** Data records **
···
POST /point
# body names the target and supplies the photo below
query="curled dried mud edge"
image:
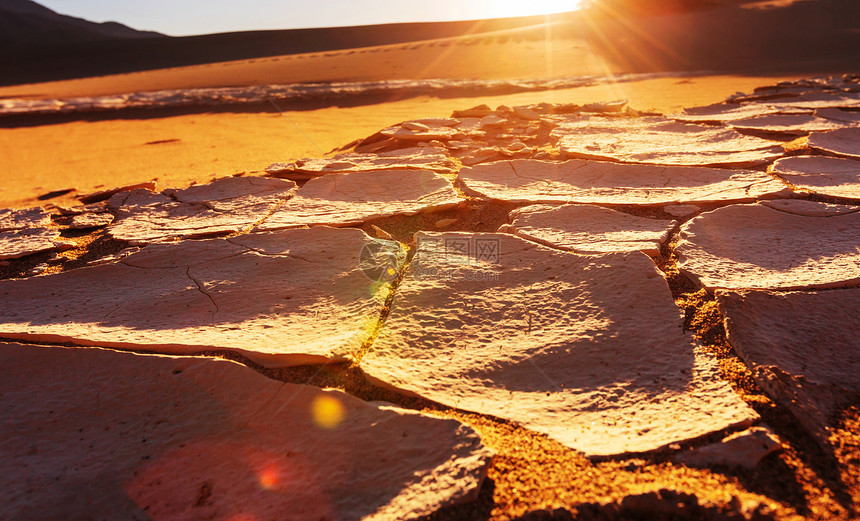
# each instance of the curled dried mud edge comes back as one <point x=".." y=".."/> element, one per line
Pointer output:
<point x="803" y="475"/>
<point x="532" y="473"/>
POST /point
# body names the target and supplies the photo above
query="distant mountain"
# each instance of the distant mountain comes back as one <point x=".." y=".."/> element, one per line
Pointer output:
<point x="47" y="61"/>
<point x="24" y="24"/>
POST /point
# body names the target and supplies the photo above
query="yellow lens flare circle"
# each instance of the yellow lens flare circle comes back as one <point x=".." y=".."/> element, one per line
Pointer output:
<point x="327" y="412"/>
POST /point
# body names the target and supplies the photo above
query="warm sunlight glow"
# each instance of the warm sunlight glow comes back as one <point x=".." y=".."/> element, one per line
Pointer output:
<point x="505" y="8"/>
<point x="327" y="412"/>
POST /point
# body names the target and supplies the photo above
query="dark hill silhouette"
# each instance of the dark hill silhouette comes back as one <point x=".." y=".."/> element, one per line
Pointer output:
<point x="25" y="24"/>
<point x="49" y="61"/>
<point x="807" y="35"/>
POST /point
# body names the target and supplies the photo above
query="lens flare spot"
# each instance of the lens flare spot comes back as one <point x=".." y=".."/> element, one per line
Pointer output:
<point x="242" y="517"/>
<point x="327" y="412"/>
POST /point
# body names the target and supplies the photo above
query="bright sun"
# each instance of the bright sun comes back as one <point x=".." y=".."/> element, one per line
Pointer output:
<point x="506" y="8"/>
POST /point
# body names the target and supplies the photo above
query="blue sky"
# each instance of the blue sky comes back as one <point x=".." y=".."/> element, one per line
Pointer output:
<point x="186" y="17"/>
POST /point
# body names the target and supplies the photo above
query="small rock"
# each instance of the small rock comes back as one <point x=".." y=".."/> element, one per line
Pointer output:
<point x="412" y="125"/>
<point x="444" y="223"/>
<point x="743" y="449"/>
<point x="379" y="232"/>
<point x="492" y="121"/>
<point x="526" y="113"/>
<point x="475" y="112"/>
<point x="90" y="220"/>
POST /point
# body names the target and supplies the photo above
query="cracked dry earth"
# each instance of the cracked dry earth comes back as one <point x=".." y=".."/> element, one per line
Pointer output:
<point x="538" y="312"/>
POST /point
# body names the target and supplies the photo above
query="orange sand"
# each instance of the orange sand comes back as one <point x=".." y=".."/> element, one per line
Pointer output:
<point x="92" y="155"/>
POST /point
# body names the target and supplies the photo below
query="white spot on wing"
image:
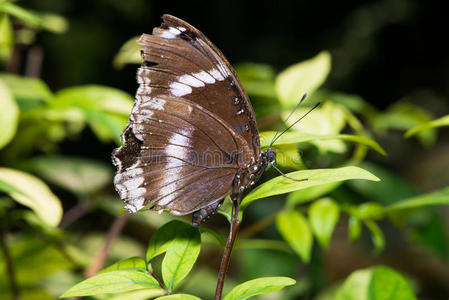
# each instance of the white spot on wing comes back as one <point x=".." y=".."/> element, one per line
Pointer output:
<point x="153" y="103"/>
<point x="179" y="89"/>
<point x="217" y="75"/>
<point x="190" y="80"/>
<point x="204" y="76"/>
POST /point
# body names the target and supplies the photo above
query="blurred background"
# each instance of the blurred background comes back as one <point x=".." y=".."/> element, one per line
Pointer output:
<point x="389" y="67"/>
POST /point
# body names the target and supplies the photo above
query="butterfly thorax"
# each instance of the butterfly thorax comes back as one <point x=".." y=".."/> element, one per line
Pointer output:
<point x="248" y="176"/>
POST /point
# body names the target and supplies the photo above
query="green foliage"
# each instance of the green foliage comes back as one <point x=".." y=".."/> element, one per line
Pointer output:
<point x="9" y="115"/>
<point x="326" y="152"/>
<point x="301" y="78"/>
<point x="258" y="286"/>
<point x="33" y="193"/>
<point x="377" y="283"/>
<point x="295" y="229"/>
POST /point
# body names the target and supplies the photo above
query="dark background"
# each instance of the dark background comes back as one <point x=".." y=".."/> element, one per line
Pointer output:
<point x="381" y="50"/>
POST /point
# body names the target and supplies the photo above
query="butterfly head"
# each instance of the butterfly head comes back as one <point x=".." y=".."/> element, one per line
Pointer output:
<point x="270" y="155"/>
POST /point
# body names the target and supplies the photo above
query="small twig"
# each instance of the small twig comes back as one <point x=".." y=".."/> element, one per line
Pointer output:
<point x="161" y="284"/>
<point x="234" y="229"/>
<point x="101" y="256"/>
<point x="9" y="265"/>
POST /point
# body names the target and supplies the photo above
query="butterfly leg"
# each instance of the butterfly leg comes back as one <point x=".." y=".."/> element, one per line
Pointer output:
<point x="203" y="214"/>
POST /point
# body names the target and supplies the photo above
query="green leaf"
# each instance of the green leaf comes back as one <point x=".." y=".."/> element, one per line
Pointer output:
<point x="129" y="53"/>
<point x="281" y="185"/>
<point x="301" y="78"/>
<point x="113" y="282"/>
<point x="376" y="235"/>
<point x="35" y="194"/>
<point x="295" y="229"/>
<point x="106" y="109"/>
<point x="28" y="92"/>
<point x="6" y="38"/>
<point x="258" y="286"/>
<point x="78" y="175"/>
<point x="378" y="283"/>
<point x="323" y="216"/>
<point x="310" y="193"/>
<point x="401" y="210"/>
<point x="9" y="115"/>
<point x="404" y="116"/>
<point x="44" y="21"/>
<point x="161" y="239"/>
<point x="440" y="122"/>
<point x="144" y="294"/>
<point x="180" y="257"/>
<point x="295" y="137"/>
<point x="132" y="263"/>
<point x="179" y="297"/>
<point x="354" y="228"/>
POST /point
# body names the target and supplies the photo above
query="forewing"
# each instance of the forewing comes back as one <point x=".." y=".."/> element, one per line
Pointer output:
<point x="181" y="61"/>
<point x="177" y="156"/>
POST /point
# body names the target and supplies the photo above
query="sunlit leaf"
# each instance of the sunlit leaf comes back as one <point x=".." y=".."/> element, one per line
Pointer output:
<point x="293" y="137"/>
<point x="354" y="228"/>
<point x="401" y="210"/>
<point x="377" y="283"/>
<point x="295" y="229"/>
<point x="33" y="259"/>
<point x="258" y="286"/>
<point x="323" y="216"/>
<point x="301" y="78"/>
<point x="180" y="257"/>
<point x="9" y="115"/>
<point x="440" y="122"/>
<point x="281" y="185"/>
<point x="113" y="282"/>
<point x="310" y="193"/>
<point x="132" y="263"/>
<point x="161" y="239"/>
<point x="258" y="79"/>
<point x="138" y="294"/>
<point x="377" y="235"/>
<point x="29" y="92"/>
<point x="43" y="21"/>
<point x="179" y="297"/>
<point x="105" y="109"/>
<point x="6" y="37"/>
<point x="129" y="53"/>
<point x="404" y="116"/>
<point x="35" y="194"/>
<point x="79" y="175"/>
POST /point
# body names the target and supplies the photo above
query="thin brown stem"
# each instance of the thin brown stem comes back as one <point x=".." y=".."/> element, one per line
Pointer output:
<point x="9" y="265"/>
<point x="101" y="256"/>
<point x="234" y="229"/>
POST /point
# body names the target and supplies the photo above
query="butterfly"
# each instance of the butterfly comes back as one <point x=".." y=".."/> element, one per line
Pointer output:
<point x="192" y="137"/>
···
Report every line in the items above that contains the word "yellow", where case counts.

query="yellow lens flare circle"
# each instance of the yellow lens flare circle comes back as one <point x=".." y=".."/> element, one per line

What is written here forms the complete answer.